The whole listing below is to be returned without alteration.

Start of ENTRIES SHOWN

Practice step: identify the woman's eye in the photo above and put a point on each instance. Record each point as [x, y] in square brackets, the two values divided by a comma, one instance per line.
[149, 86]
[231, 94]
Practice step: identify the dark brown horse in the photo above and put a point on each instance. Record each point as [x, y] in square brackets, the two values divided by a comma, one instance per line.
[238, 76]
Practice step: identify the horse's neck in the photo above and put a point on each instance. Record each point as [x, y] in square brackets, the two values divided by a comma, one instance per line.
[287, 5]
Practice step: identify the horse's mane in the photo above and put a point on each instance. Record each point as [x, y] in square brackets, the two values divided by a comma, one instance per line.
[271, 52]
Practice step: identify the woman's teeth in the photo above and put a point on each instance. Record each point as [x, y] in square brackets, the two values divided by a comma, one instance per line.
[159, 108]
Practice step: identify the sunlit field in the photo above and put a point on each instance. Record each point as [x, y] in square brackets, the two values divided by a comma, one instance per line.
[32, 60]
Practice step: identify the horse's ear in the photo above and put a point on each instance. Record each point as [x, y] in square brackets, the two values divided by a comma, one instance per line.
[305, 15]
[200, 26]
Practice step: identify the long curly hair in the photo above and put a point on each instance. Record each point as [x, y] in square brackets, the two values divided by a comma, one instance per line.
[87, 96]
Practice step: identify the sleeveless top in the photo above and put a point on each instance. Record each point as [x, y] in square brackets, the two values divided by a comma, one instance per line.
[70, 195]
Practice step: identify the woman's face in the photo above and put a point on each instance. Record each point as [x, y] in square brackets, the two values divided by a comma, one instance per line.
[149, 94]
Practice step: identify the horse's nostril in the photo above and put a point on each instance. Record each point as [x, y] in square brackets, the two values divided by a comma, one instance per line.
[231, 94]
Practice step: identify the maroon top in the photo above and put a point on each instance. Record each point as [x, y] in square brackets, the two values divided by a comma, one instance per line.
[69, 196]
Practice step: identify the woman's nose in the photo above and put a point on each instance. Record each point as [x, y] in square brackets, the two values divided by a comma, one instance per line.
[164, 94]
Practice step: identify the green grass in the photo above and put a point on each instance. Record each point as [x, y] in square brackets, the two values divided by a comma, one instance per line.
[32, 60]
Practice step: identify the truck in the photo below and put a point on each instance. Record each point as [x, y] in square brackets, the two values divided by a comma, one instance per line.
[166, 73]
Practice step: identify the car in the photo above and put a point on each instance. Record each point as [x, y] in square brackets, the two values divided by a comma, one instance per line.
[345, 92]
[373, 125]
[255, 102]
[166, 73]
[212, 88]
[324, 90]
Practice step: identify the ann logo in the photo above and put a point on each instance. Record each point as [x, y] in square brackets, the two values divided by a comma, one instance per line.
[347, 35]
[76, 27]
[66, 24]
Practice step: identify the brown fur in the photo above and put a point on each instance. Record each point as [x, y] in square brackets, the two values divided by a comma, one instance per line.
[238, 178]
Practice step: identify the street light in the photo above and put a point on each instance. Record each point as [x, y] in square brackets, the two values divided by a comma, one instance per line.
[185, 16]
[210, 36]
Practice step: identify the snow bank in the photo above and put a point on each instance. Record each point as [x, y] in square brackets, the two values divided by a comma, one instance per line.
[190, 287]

End of ENTRIES SHOWN

> RESULT OF THIS EXERCISE
Practice step: identify the woman's eye in the photo above and put a point on each instance. Record each point as [x, y] in square brackets, the two values divided by a comma, one instance per line.
[149, 86]
[231, 94]
Practice step: identify the dark brown horse in the photo above and put a point on each instance. Record each point as [x, y] in square brackets, the two values divided by a comma, one instance per line.
[238, 76]
Practice step: identify the horse's neck in the photo above and put a point on each instance. Record each point as [x, y] in square brackets, the two values divided by a comma, one instance per line.
[287, 5]
Practice step: identify the horse's mane in the photo above and put a point on each instance. Record each point as [x, y] in square brackets, the two values divided by a comma, one instance per line.
[271, 52]
Practice step: identify the woman's teeth in the photo above and put a point on each instance. Record each point as [x, y] in square brackets, the two values divided by a comma, one instance per line.
[159, 108]
Practice step: identify the sunlit field in the photo above and put a point on each instance. Record each point as [x, y] in square brackets, the two values divided by a comma, one instance per line.
[32, 60]
Practice step: identify the horse's ear in the photo above and put a point on each instance. Record each point as [x, y] in square brackets, the two values divided by a comma, one instance per line.
[305, 15]
[200, 26]
Practice step: identify the long curly hair in the photo above and put a point on each instance. Record each point as [x, y] in square brackets, the two values divided by a comma, one instance per line.
[87, 96]
Practice step: identify the sleeveless top in the photo above and put a point on each instance. Record each point as [x, y] in square brackets, the two values divided by a comma, one instance per line.
[70, 195]
Practice step: identify the woman's face in the photo above and put a point on each instance. Record each point as [x, y] in square brackets, the two values divided by a comma, one instance per line.
[149, 94]
Practice step: identify the horse's nostril in the photo above and put a point on each instance. Record each point as [x, y] in square brackets, the two values divided by a comma, one instance per line.
[231, 94]
Practice step: identify the maroon top in the photo above and put a point on each instance. Record each point as [x, y] in square brackets, the two values divided by a comma, one instance per line.
[69, 196]
Practice step: identify the woman's nose in the photo above and put a point on each instance. Record each point as [x, y] in square brackets, the two values divided by a comma, one instance per line.
[164, 94]
Practice step: identify the green grass in the photo above and put a point on each instance. Record each point as [x, y] in square brackets, the two values divided by a comma, one instance per line.
[32, 60]
Practice step: identify the truck in the photo below and put a point on each instance. Record each point as [x, y] in square brackets, the two values divided by a comma, one instance per line.
[166, 73]
Practice step: identify the car in the photo above and put a point on each instance. Record each point as [x, y] in square brackets, the two values divided by a comma, one instance per line.
[345, 92]
[373, 125]
[255, 102]
[166, 73]
[212, 88]
[324, 90]
Practice step: identify the ann logo in the photo above and put a point on each instance. Record each point as [x, y] in square brackets, the two values divided by a comma, one instance per line.
[347, 35]
[76, 27]
[66, 24]
Practice step: identify the brown fur in the photo above and put a point on each instance. Record each point as [x, y] in square brackets, the two values divided by a comma, one instance per line.
[238, 178]
Practice step: identify the street light in the photo above and put a point on each instance. Record each point as [x, y] in square brackets, the two values divided by a comma, one instance per line.
[185, 16]
[210, 36]
Practice step: identify the snow bank in the photo above and put a point on each instance. Record each point as [x, y] in square brackets, the two values divided by a comma, one instance per line.
[190, 287]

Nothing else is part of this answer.